--- start of TEXT BLOCK ---

Hi Naohiro,

Are you still planning to work on this?

Hans

On 10/11/2017 11:58 AM, Naohiro Aota wrote:
> Hi,
> 
> You may notice my @wdc.com address is bounced. As my internship job at
> wdc is finished, the address is already expired.
> Please contact me on this @elisp.net address.
> 
> 2017-10-11 2:42 GMT+09:00 Hans van Kranenburg 
> <hans.van.kranenb...@mendix.com>:
>> Sorry for the mail spam, it's an interesting code puzzle... :)
>>
>> On 10/10/2017 07:22 PM, Hans van Kranenburg wrote:
>>> On 10/10/2017 07:07 PM, Hans van Kranenburg wrote:
>>>> On 10/10/2017 01:31 PM, David Sterba wrote:
>>>>> Hi,
>>>>>
>>>>> On Fri, Sep 29, 2017 at 04:20:51PM +0900, Naohiro Aota wrote:
>>>>>> Balancing a fresh METADATA=dup btrfs file system (with size < 50G)
>>>>>> generates a 128MB sized block group. While we set max_stripe_size =
>>>>>> max_chunk_size = 256MB, we get this half sized block group:
>>>>>>
>>>>>> $ btrfs ins dump-t -t CHUNK_TREE btrfs.img|grep length
>>>>>>                 length 8388608 owner 2 stripe_len 65536 type DATA
>>>>>>                 length 33554432 owner 2 stripe_len 65536 type SYSTEM|DUP
>>>>>>                 length 134217728 owner 2 stripe_len 65536 type 
>>>>>> METADATA|DUP
>>>>>>
>>>>>> Before commit 86db25785a6e ("Btrfs: fix max chunk size on raid5/6"), we
>>>>>> used "stripe_size * ndevs > max_chunk_size * ncopies" to check the max
>>>>>> chunk size. Since stripe_size = 256MB * dev_stripes (= 2) = 512MB, ndevs
>>>>>> = 1, max_chunk_size = 256MB, and ncopies = 2, we allowed 256MB
>>>>>> METADATA|DUP block group.
>>>>>>
>>>>>> But now, we use "stripe_size * data_stripes > max_chunk_size". Since
>>>>>> data_stripes = 1 on DUP, it disallows the block group to have > 128MB.
>>>>>> What missing here is "dev_stripes". Proper logical space used by the 
>>>>>> block
>>>>>> group is "stripe_size * data_stripes / dev_stripes". Tweak the equations 
>>>>>> to
>>>>>> use the right value.

--- end of TEXT BLOCK ---
--- start of ENTRIES PROVIDED ---

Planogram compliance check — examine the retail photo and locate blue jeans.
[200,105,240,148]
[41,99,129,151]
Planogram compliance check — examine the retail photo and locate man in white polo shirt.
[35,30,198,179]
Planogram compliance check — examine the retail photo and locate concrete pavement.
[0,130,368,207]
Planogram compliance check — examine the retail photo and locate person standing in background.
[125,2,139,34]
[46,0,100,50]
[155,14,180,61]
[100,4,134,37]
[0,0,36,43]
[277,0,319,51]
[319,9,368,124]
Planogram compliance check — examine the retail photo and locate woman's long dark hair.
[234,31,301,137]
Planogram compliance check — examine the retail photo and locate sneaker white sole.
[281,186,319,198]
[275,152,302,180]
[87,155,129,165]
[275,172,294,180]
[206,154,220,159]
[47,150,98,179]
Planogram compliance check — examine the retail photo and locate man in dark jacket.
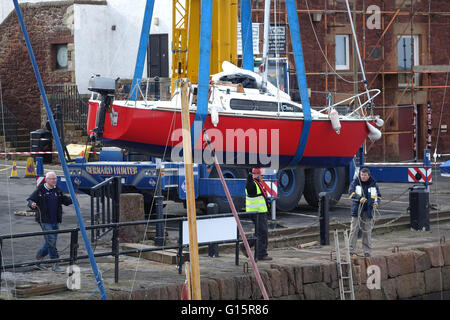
[348,168,381,257]
[240,168,272,261]
[27,172,72,272]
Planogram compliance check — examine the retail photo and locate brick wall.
[108,244,450,300]
[0,1,73,130]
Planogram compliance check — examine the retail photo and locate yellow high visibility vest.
[245,182,268,213]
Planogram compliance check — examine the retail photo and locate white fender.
[366,122,381,141]
[210,107,219,127]
[375,117,384,127]
[328,109,341,134]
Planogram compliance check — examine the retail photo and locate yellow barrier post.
[25,157,36,178]
[9,160,19,179]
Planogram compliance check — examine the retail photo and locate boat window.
[255,101,278,112]
[335,34,350,70]
[230,99,255,111]
[280,103,303,112]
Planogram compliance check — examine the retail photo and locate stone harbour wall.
[108,244,450,300]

--- end of ENTRIES PROVIDED ---

* **SHORT TASK A**:
In the btrfs thread, what size of block group does balancing a fresh METADATA=dup file system smaller than 50G generate?
* **SHORT TASK B**:
Do these statements agree with the btrfs thread? Answer yes or no for each, quoting the deciding words: (i) Naohiro Aota's internship at wdc has ended. (ii) Before commit 86db25785a6e, the max chunk size was checked with "stripe_size * data_stripes > max_chunk_size". (iii) On DUP, data_stripes equals 2.
* **SHORT TASK C**:
Repeat everything in the btrfs thread from "Are you still" down to "this @elisp.net address.".
None of the rows is needed here.

* **FULL RESPONSE A**:
A 128MB sized block group.

* **FULL RESPONSE B**:
(i) Yes: "wdc is finished"
(ii) No: "stripe_size * ndevs > max_chunk_size * ncopies"
(iii) No: "data_stripes = 1 on DUP"

* **FULL RESPONSE C**:
Are you still planning to work on this?

Hans

On 10/11/2017 11:58 AM, Naohiro Aota wrote:
> Hi,
> 
> You may notice my @wdc.com address is bounced. As my internship job at
> wdc is finished, the address is already expired.
> Please contact me on this @elisp.net address.